原文 ->
--
标签:style blog http color io os ar for sp
题意: 给定一个无向图,问最少添加多少条边,使得这个图成为连通图
思路:首先注意题目给出的无向图可能是非连通的,即存在孤立点。处理孤立点之后,其他就可以当作连通块来处理,其实跟POJ3352很像,只不过存在孤立点而已。所以找出桥,缩点,然后统计度数为0(伸出两条边)的点u和度数为1(伸出一条边)的点。最后的答案为(2 * u + v + 1) / 2。
代码:
#include <iostream>
#include <cstdio>
#include <cstring>
#include <vector>
#include <utility>
#include <algorithm>
using namespace std;
const int MAXN = 1005;
struct Edge{
int to, next;
}edge[MAXN * 100];
int head[MAXN], tot;
int Low[MAXN], DFN[MAXN], dg[MAXN], used[MAXN];
int Index;
int bridge;
void addedge(int u, int v) {
edge[tot].to = v;
edge[tot].next = head[u];
head[u] = tot++;
}
void Tarjan(int u, int pre) {
int v;
Low[u] = DFN[u] = ++Index;
for (int i = head[u]; i != -1; i = edge[i].next) {
v = edge[i].to;
if (v == pre) continue;
if (!DFN[v]) {
Tarjan(v, u);
if (Low[u] > Low[v])
Low[u] = Low[v];
if (Low[v] > DFN[u])
bridge++;
}
else if (Low[u] > DFN[v])
Low[u] = DFN[v];
}
}
void init() {
memset(head, -1, sizeof(head));
memset(DFN, 0, sizeof(DFN));
memset(Low, 0, sizeof(Low));
Index = tot = 0;
bridge = 0;
}
void solve(int N) {
for (int i = 1; i <= N; i++)
--
所给数据 ->
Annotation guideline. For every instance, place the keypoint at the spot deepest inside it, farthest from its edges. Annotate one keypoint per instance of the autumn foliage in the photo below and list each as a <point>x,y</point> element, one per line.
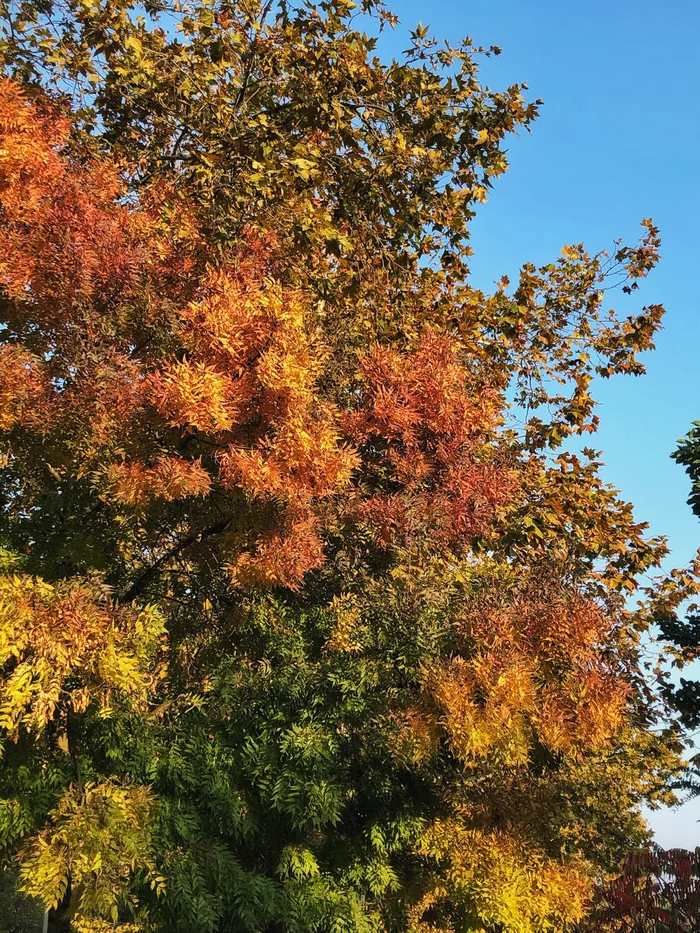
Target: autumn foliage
<point>299,630</point>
--
题目 A -> 这篇解题文章说本题跟哪道题很像？
题目 B -> 请列出这篇解题文章的代码中用 #include 引入的全部头文件。
题目 C -> 请接着这篇解题文章的代码，从最后一行之后续写下去。

解答 A -> POJ3352

解答 B -> iostream、cstdio、cstring、vector、utility、algorithm

解答 C ->
if (!DFN[i]) {
Tarjan(i, i);
bridge++;
}
if (bridge == 1) {
printf("0\n");
}
else {
memset(used, 0, sizeof(used));
memset(dg, 0, sizeof(dg));
for (int u = 1; u <= N; u++) {
if (head[u] == -1) {
used[Low[u]] = 1;
continue;
}
for (int i = head[u]; i != -1; i = edge[i].next) {
int v = edge[i].to;
used[Low[u]] = used[Low[v]] = 1;
if (Low[u] != Low[v]) {
dg[Low[u]]++;
}
}
}
int ans = 0;
for (int u = 1; u <= N; u++) {
if (used[u] && dg[u] == 0) ans += 2;
else if (dg[u] == 1) ans++;
}
ans = (ans + 1) / 2;
printf("%d\n", ans);
}
}
int main() {
int n, m;
while (scanf("%d%d", &n, &m) != EOF) {
init();
int u, v;
while (m--) {
scanf("%d%d", &u, &v);
addedge(u, v);
addedge(v, u);
}
solve(n);
}
return 0;
}
UVA10972 - RevolC FaeLoN(双连通分量)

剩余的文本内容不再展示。